◆ About this task
Print the data that follows again, keeping every line exact.

-.-.-

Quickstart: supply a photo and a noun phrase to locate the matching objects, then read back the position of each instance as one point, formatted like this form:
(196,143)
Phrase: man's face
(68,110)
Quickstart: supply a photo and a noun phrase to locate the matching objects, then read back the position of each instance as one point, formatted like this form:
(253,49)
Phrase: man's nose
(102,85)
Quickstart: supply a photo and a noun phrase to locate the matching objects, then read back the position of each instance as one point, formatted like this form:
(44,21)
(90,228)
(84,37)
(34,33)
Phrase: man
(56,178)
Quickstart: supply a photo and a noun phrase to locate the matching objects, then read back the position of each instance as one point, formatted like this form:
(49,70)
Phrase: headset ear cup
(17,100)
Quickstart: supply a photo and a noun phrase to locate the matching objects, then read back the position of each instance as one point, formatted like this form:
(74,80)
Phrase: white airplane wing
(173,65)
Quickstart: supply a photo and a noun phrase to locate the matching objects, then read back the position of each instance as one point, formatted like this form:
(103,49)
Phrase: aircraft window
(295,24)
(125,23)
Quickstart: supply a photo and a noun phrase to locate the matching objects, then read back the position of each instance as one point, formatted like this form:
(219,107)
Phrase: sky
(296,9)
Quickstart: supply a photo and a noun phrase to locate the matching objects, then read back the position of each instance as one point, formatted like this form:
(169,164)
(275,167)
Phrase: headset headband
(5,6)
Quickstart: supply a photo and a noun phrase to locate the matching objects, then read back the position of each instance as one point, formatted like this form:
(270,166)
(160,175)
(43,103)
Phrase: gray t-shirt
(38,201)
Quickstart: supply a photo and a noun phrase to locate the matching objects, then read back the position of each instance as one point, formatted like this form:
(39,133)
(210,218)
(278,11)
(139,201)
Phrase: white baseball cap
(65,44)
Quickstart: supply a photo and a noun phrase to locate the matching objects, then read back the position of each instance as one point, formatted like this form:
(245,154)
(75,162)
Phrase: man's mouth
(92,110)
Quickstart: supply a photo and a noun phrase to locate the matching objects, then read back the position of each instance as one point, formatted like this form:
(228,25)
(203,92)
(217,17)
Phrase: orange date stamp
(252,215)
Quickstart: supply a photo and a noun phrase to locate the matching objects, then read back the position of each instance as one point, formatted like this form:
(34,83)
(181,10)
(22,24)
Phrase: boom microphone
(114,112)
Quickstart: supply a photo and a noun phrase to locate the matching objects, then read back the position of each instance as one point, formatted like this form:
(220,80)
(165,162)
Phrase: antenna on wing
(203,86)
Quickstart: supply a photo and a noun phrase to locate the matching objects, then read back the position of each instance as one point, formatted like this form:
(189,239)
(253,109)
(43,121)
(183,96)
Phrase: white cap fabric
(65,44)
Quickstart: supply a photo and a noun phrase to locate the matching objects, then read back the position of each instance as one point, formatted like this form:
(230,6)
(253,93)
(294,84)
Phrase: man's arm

-.-.-

◆ Task result
Quickstart: supply a photo and a noun phrase to locate the matching objects, then read back the position of each instance as one point, formatted like this form:
(196,143)
Phrase: man's face
(68,110)
Quickstart: supply a photo and a noun phrase to locate the matching objects, then read back the position of each instance as one point, formatted like this form:
(253,49)
Phrase: man's nose
(102,85)
Quickstart: supply a photo and a noun phrase to locate the matching objects, then read back the position of each instance as one point, formatted like this form:
(44,21)
(90,228)
(84,37)
(34,33)
Phrase: man
(56,178)
Quickstart: supply a photo and a noun phrase to locate the matching objects, then read back the position of each instance as one point, formatted like this form:
(49,70)
Phrase: headset ear cup
(17,100)
Quickstart: supply a photo and a noun phrase to locate the matching objects, then read back the position of each instance as one point, formatted like this form:
(74,80)
Phrase: white airplane wing
(173,65)
Quickstart: supply a photo and a noun phrase to locate the matching objects, then read back the position of each instance as one point, formatted like this form:
(103,49)
Phrase: aircraft window
(295,24)
(125,23)
Quickstart: supply a photo and a noun phrase to locate the matching objects, then read back the position of each instance as one point, formatted like this form:
(219,107)
Phrase: sky
(296,9)
Quickstart: supply a photo and a noun phrase to locate the matching objects, then read back the position of each instance as one point, formatted like this form:
(169,164)
(275,167)
Phrase: headset headband
(5,6)
Quickstart: supply a photo and a noun phrase to locate the matching objects, then read back the position of each instance as one point, formatted like this form:
(270,166)
(160,175)
(43,103)
Phrase: gray t-shirt
(38,201)
Quickstart: supply a photo and a noun phrase to locate the matching objects, then read back the position of each instance as one point, formatted like this form:
(39,133)
(210,218)
(278,11)
(139,201)
Phrase: white baseball cap
(65,44)
Quickstart: supply a photo and a noun phrase to locate the matching objects, then read back the position of each instance as one point, formatted like this form:
(245,154)
(75,162)
Phrase: man's mouth
(92,110)
Quickstart: supply a photo and a noun phrase to locate the matching objects, then read back the position of each instance as one point, formatted like this form:
(228,25)
(203,92)
(217,17)
Phrase: orange date stamp
(252,215)
Quickstart: supply a photo and a noun phrase to locate the matching objects, then read back the position of each instance as one point, formatted like this form:
(34,83)
(181,10)
(22,24)
Phrase: boom microphone
(114,112)
Quickstart: supply a photo and a noun phrase to locate the matching objects, then read back the position of each instance as one point, formatted like this form:
(220,80)
(165,162)
Phrase: antenna on wing
(203,86)
Quickstart: supply a photo and a noun phrase to locate the matching objects, then read back the position of each instance as one point, formatted like this form:
(189,239)
(253,109)
(43,121)
(183,96)
Phrase: white cap fabric
(65,44)
Quickstart: supply a photo and a noun phrase to locate the matching objects, then read back the position of each instance as one point, formatted like this form:
(230,6)
(253,93)
(294,84)
Phrase: man's arm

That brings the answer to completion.